Written request —
Reproduce every item below verbatim, leaving out the pictures.
# Start of Given records
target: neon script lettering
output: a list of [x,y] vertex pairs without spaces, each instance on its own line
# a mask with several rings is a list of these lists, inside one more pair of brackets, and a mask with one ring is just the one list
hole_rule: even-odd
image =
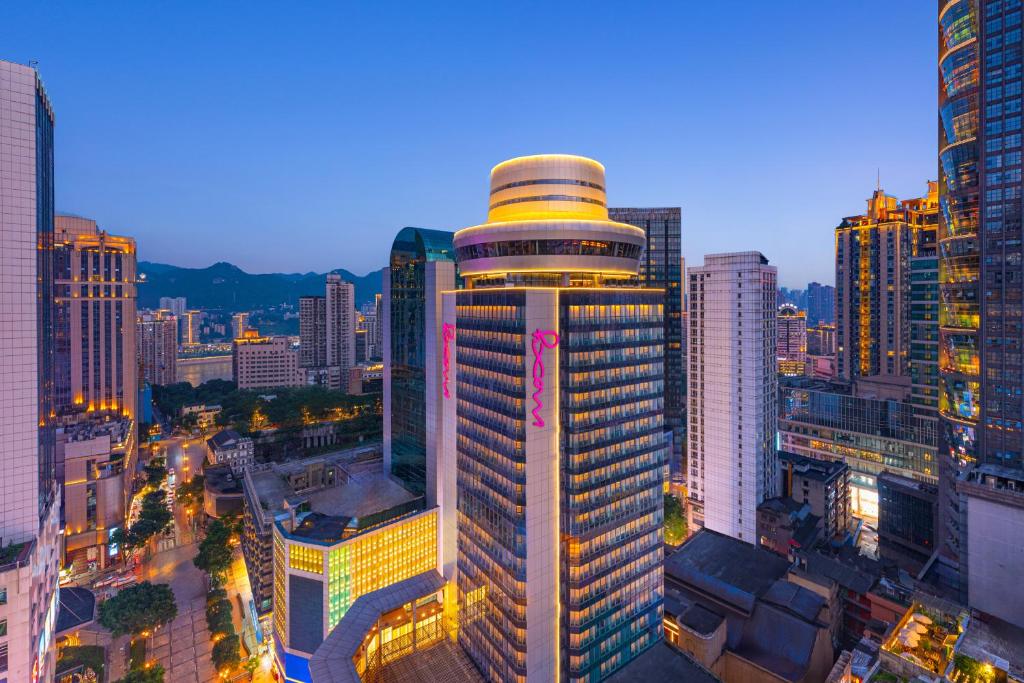
[[441,340],[444,348],[441,351],[441,389],[445,398],[451,398],[452,394],[447,390],[449,373],[452,371],[452,340],[455,339],[455,326],[445,323],[441,326]]
[[541,392],[544,391],[544,358],[542,353],[546,348],[558,346],[558,334],[553,330],[535,330],[530,348],[534,350],[534,426],[543,427],[544,418],[541,417]]

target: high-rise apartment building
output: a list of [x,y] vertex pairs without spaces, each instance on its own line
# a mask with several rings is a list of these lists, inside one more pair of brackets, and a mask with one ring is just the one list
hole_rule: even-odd
[[900,202],[881,189],[867,213],[836,228],[838,372],[857,377],[906,377],[910,354],[910,259],[933,244],[939,198]]
[[758,252],[690,267],[689,517],[757,543],[757,508],[778,496],[775,266]]
[[646,236],[604,186],[590,159],[506,161],[455,236],[427,400],[440,565],[487,680],[596,681],[660,638],[665,292],[636,287]]
[[808,355],[836,355],[836,326],[819,323],[807,328]]
[[9,61],[0,169],[0,680],[38,683],[53,680],[60,565],[53,109],[36,70]]
[[437,361],[441,292],[458,284],[452,237],[403,227],[382,284],[384,467],[418,494],[427,490],[427,440],[432,452],[437,438],[427,424],[436,423],[440,397],[440,382],[426,369]]
[[355,366],[355,286],[327,276],[327,365],[347,373]]
[[1022,26],[1018,0],[938,12],[939,530],[966,599],[956,479],[973,463],[1024,469]]
[[203,311],[186,310],[184,316],[178,319],[181,321],[181,345],[199,346]]
[[249,329],[249,313],[234,313],[231,315],[231,339],[238,339]]
[[188,302],[184,297],[160,297],[160,307],[171,311],[174,317],[182,318],[188,310]]
[[778,307],[775,348],[779,373],[797,377],[806,372],[807,313],[792,303]]
[[608,218],[642,228],[640,284],[665,291],[665,426],[673,433],[674,469],[686,440],[686,364],[683,332],[682,209],[608,209]]
[[248,330],[231,348],[231,375],[240,389],[270,389],[305,384],[299,352],[288,337],[260,337]]
[[[380,296],[380,295],[378,295]],[[364,355],[359,357],[359,361],[370,361],[375,358],[381,357],[380,350],[380,318],[377,317],[378,303],[376,301],[369,301],[362,304],[359,310],[360,321],[362,323],[362,329],[366,331],[366,346],[364,349]]]
[[910,402],[922,415],[939,409],[939,256],[936,233],[922,236],[910,257]]
[[135,341],[142,379],[146,384],[177,382],[178,319],[170,311],[139,314]]
[[299,297],[299,366],[327,367],[327,299]]
[[836,288],[821,283],[807,284],[807,327],[836,324]]
[[135,241],[88,218],[58,215],[54,223],[57,414],[134,417]]

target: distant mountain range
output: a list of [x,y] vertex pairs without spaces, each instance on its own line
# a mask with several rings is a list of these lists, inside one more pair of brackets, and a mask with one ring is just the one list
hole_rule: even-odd
[[[384,268],[355,275],[343,268],[332,270],[355,285],[355,305],[373,301],[381,291]],[[300,296],[324,296],[327,273],[272,272],[253,274],[237,265],[214,263],[208,268],[179,268],[166,263],[140,261],[145,283],[138,287],[139,308],[156,308],[161,297],[183,296],[189,308],[253,310],[282,303],[297,304]]]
# End of Given records
Solution for this problem —
target: neon script lettering
output: a list of [x,y] vertex pairs without spaces, each instance on its own line
# a mask with several rings is a list of these lists, inside one more pair of brackets, and a mask with one ring is just the one list
hole_rule: even-odd
image =
[[441,340],[444,348],[441,351],[441,389],[445,398],[451,398],[452,394],[447,390],[449,373],[452,371],[452,340],[455,339],[455,326],[445,323],[441,326]]
[[541,392],[544,391],[544,358],[542,353],[546,348],[558,346],[558,334],[553,330],[535,330],[530,348],[534,350],[534,426],[543,427],[544,418],[541,417]]

target: high-rise apartment building
output: a list of [x,y] vertex pairs without spaces, each instance on its own line
# a mask with several rings is a list of these lists, inside one more pair of brackets, and a mask with one ring is just the one list
hole_rule: even-odd
[[900,202],[881,189],[867,213],[836,228],[838,372],[857,377],[906,377],[910,354],[910,259],[933,244],[939,198]]
[[758,252],[690,267],[689,517],[757,543],[757,508],[778,496],[775,266]]
[[646,236],[604,186],[590,159],[506,161],[455,236],[427,400],[440,565],[487,680],[596,681],[660,638],[665,292],[636,287]]
[[808,355],[836,355],[836,326],[819,323],[807,328]]
[[9,61],[0,169],[0,680],[38,683],[53,680],[60,565],[53,109],[36,70]]
[[437,361],[441,292],[458,284],[452,237],[403,227],[382,284],[384,467],[418,494],[427,490],[427,440],[432,452],[437,438],[427,424],[436,423],[440,397],[440,382],[426,369]]
[[355,366],[355,286],[327,276],[327,365],[347,373]]
[[1022,26],[1018,0],[938,12],[939,530],[966,599],[956,479],[973,463],[1024,469]]
[[203,311],[186,310],[184,316],[178,319],[181,321],[181,345],[199,346]]
[[249,329],[249,313],[234,313],[231,315],[231,339],[238,339]]
[[188,302],[184,297],[160,297],[160,307],[171,311],[174,317],[182,318],[188,310]]
[[778,307],[775,348],[779,373],[797,377],[806,372],[807,313],[792,303]]
[[608,218],[642,228],[640,284],[665,291],[665,426],[673,433],[674,469],[686,440],[686,364],[683,332],[682,209],[608,209]]
[[248,330],[231,348],[231,375],[240,389],[270,389],[305,384],[299,352],[288,337],[260,337]]
[[[380,296],[380,295],[378,295]],[[364,355],[359,357],[359,361],[370,361],[375,358],[381,357],[380,350],[380,318],[377,317],[378,303],[376,301],[369,301],[362,304],[359,310],[360,321],[362,323],[362,329],[366,331],[366,346],[364,349]]]
[[910,402],[922,415],[939,409],[939,256],[936,233],[922,236],[910,257]]
[[135,341],[142,379],[146,384],[177,382],[178,319],[170,311],[139,314]]
[[299,297],[299,366],[327,367],[327,299]]
[[836,288],[821,283],[807,284],[807,327],[836,324]]
[[135,241],[88,218],[58,215],[54,223],[57,414],[134,417]]

target: distant mountain range
output: a list of [x,y] vertex pairs without spaces, each instance on its own line
# a mask with several rings is a list of these lists, inside one more pair of brackets, and a mask with one ring is just the one list
hole_rule: even-odd
[[[384,268],[355,275],[343,268],[332,270],[355,285],[355,305],[373,301],[381,291]],[[300,296],[324,296],[327,273],[272,272],[253,274],[237,265],[214,263],[208,268],[179,268],[166,263],[140,261],[145,283],[138,287],[139,308],[156,308],[161,297],[183,296],[189,308],[253,310],[282,303],[297,304]]]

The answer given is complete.